| YOUR OBJECTIVE |
Please find each line in the items below that contains the string "point" and copy it out in full. Case counts.

| GIVEN RECORDS |
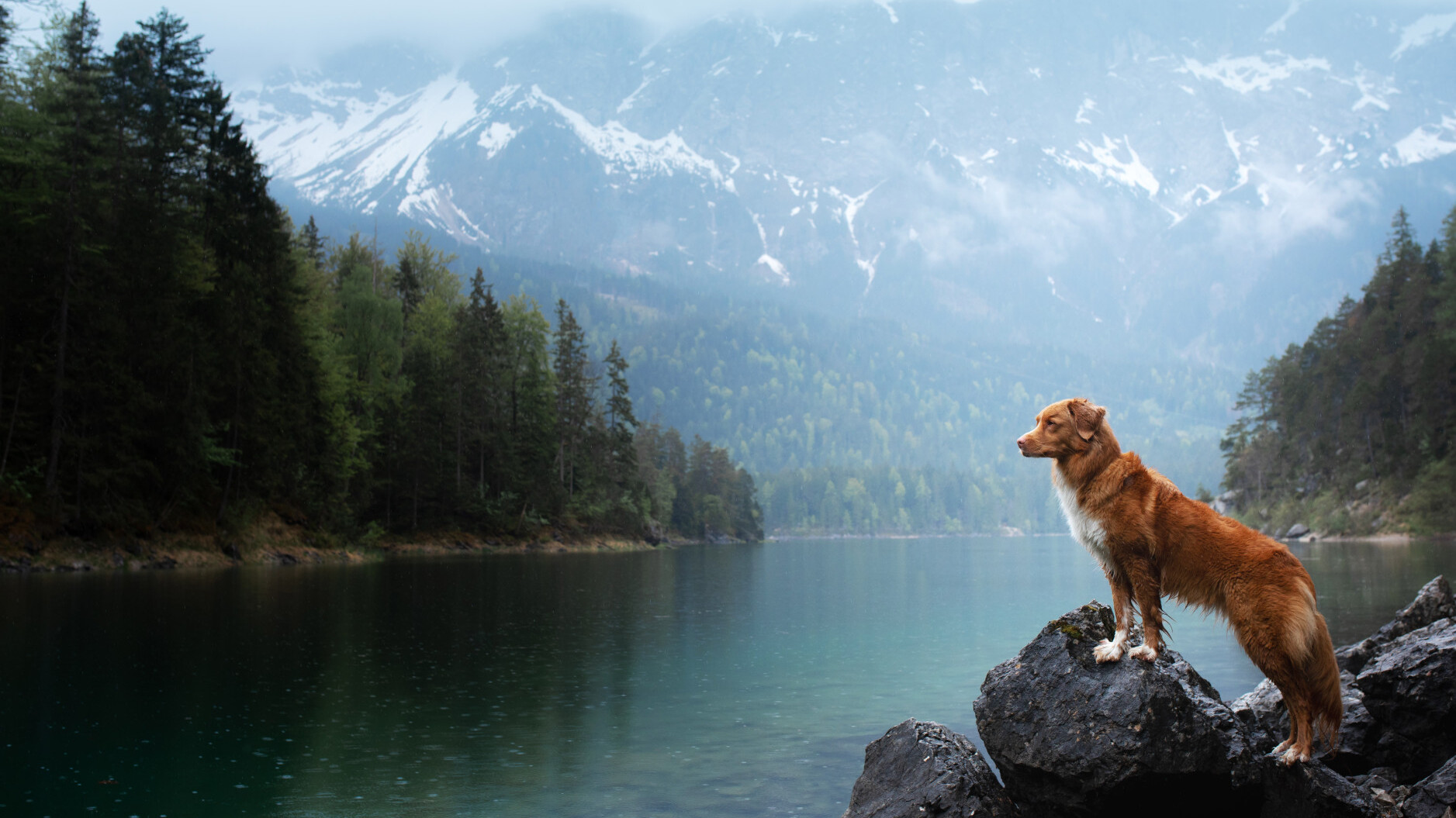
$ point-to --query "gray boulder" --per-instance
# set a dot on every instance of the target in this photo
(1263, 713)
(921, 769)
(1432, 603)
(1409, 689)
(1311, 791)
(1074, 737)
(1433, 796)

...

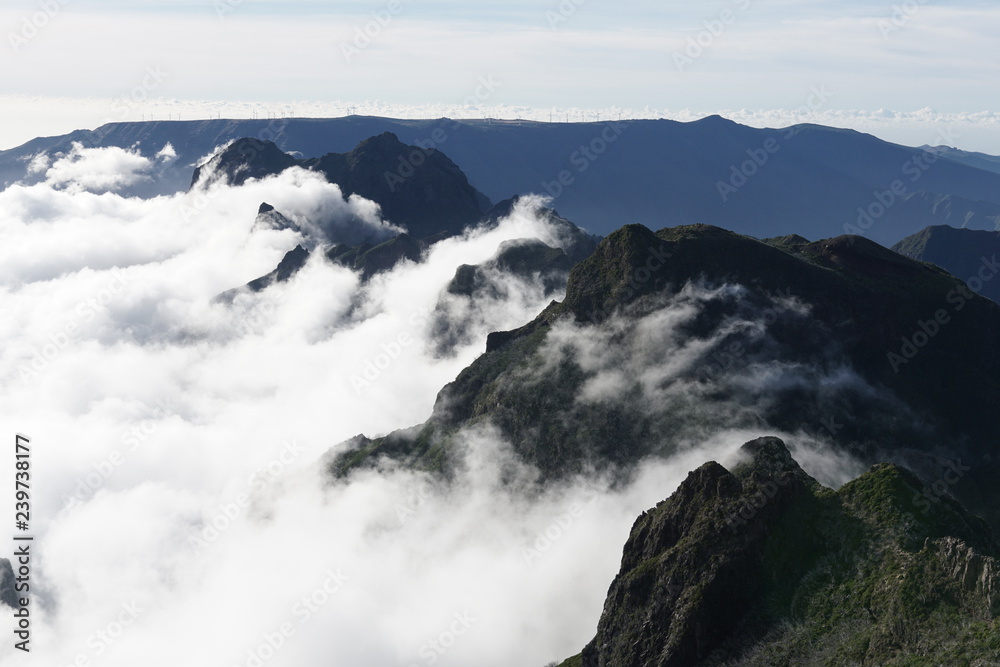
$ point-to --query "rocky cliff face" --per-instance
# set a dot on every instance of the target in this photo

| OUTPUT FOR THIS TASK |
$ point-to --query "gray boulder" --per-instance
$ point-to --query "rocky cliff face" --per-instance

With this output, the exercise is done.